• _Extract provided_:
Chunks of my thesis are included (I guess you can spot them), including some landscape pages as a special case. The "turn = false" means that any pdf viewers still display them as portrait. This was important to me, as I want to be able to check they're not going to print upside down! The last two appendices are four pages each and on American letter ("freedom") paper, but that's okay: they'll be scaled for A4. The "specs.pdf" file is 5 pages long and I have included it as 2-up printing on landscape pages which show as portrait in the viewer. Since I needed ensure that they occupy 4 sides of A4 in total, I included 3 blank pages denoted by the empty braces {}. So, the first two-and-a-half sides of A4 have the 5 pages of specs.pdf, and then there are one-and-a-half blank sides following.

I compile with pdflatex.

LaTeX: coloured text and blank page fun.

I want to insert some research papers into my thesis. These are in separate pdf files which I don't yet know how I will insert. (pdfpages isn't my friend because I'm banned from using pdflatex due to having eps graphics which I can't be bothered to convert.)

• _Material shown_:
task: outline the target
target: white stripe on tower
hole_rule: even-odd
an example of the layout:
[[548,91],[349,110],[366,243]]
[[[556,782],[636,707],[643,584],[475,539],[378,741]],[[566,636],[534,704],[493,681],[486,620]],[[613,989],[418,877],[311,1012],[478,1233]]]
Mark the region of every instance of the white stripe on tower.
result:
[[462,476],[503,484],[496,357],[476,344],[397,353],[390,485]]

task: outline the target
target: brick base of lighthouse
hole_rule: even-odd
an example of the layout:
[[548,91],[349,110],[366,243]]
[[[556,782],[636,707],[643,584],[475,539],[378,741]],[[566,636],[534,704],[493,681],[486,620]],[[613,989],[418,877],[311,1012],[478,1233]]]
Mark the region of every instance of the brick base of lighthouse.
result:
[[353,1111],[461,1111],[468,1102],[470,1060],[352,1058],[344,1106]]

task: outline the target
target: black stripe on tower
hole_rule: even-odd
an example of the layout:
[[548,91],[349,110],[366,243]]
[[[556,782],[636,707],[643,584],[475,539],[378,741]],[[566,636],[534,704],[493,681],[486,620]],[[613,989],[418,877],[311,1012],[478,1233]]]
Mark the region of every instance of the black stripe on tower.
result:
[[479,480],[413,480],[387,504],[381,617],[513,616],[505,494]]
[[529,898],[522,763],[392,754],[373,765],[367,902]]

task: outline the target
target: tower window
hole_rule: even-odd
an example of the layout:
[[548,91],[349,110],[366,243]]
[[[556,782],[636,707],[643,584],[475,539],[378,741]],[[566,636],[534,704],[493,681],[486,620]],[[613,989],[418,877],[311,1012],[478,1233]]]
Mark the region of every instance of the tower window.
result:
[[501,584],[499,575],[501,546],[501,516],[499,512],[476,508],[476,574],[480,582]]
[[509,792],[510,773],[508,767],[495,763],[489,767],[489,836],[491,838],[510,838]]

• _Set tasks_:
1. Copy everything in the LaTeX passage from "I compile with" down to "bothered to convert.)".
2. Carry on the LaTeX passage, picking up right after its last sentence.
The records are not needed for this work.

• _Responses to the tasks_:
1.
I compile with pdflatex.

LaTeX: coloured text and blank page fun.

I want to insert some research papers into my thesis. These are in separate pdf files which I don't yet know how I will insert. (pdfpages isn't my friend because I'm banned from using pdflatex due to having eps graphics which I can't be bothered to convert.)

2.
I'll figure out that bit in a minute, but right now I want to force a blank page (with a header and footer) which will be printed on the reverse of an appendix section page. This has to come before the place where I will insert the pdf pages. Actually, latex adds this page automatically at the moment, because it wants my "Appendix" section pages to be on the right-hand sides of my document. The issue is that if I then start to add to my page counter, the reverse-side blank page has the wrong page number for where it will be printed!

Here's my work-around. Each introductory page for an appendix goes like this:

\chapter{An included paper}
Following is a copy of an amazing paper from our research group.
\newpage
\mbox{}

The mbox ensures the new page actually happens. Then, before the next \include{} in the master file, I add four pages (the research paper length!) to my counter.

\addtocounter{page}{4}

So far, so awesome. Now I'll fight to include the papers in the file. I'm thinking psutils...

OH! I forgot to tell you about coloured text! Before I found the mbox doo-dah I was going to just write "cheese" in white on the blank page. I'd do the following in my preamble:

\usepackage{color}
\definecolor{orange}{rgb}{1,0.5,0}

and then on my "blank" page, I'd do:

\newpage
\textcolor{orange}{cheese}

Ok, that's orange, but you get the picture. You can define white.

Monday 7 June 2010

Non-coloured hyperrefs in latex

So, I love to leap around my thesis like superman using the "hyperref" package. However, I do not like increased printing costs by having pretty pink references on every page (our printer selects the cheaper b/w printing intelligently). I was colouring my links black using this clunky bit of code:
\hypersetup{
colorlinks,%
citecolor=black,%
filecolor=black,%
linkcolor=black,%
urlcolor=black
}
...but this resulted in the printer choosing to mix colours to achieve black text on pages with a hyperlink! Argh! It looked stupid, it was stupid! Hopefully this more elegant bit of code might fix whatever oddity is occuring:
\hypersetup{pdfborder={0 0 0},colorlinks = false}
The pdf certainly looks no different... fingers crossed for printing time.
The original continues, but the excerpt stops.